(Material supplied Opens)

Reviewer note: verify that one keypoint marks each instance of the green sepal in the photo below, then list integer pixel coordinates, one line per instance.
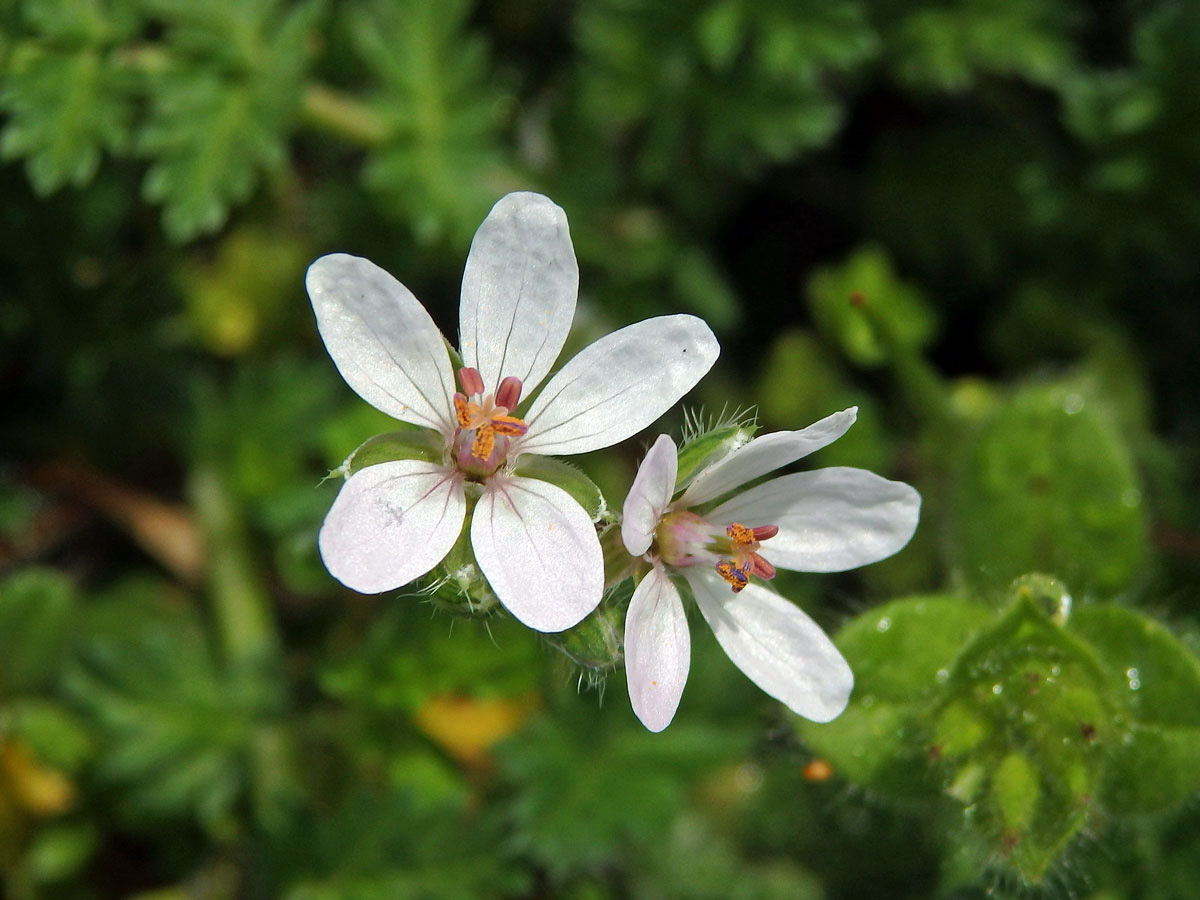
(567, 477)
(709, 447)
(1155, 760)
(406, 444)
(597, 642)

(Material supplied Closes)
(Material supplied Opens)

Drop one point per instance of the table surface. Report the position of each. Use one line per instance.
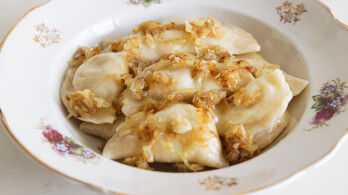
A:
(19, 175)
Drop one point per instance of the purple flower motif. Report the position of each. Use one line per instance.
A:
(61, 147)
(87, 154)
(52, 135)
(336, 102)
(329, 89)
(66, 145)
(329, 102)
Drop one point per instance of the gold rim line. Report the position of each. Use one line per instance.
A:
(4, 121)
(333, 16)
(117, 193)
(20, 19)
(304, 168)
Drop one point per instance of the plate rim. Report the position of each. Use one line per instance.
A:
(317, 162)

(Material supplied Closes)

> _Problem statement_: Scan the records above and report every line with the string "position".

> _Exercise result_:
Drop one point per instance of the table surface. Report the position of each. Use one line per instance.
Drop one point per instance of the purple flower motif. Report the position of each. Use one line per instance.
Drop one point per instance of the gold rim line. Report the position of each. Use one line per instance.
Drop one point per instance of the plate rim. Report the position of each. Use one line per instance.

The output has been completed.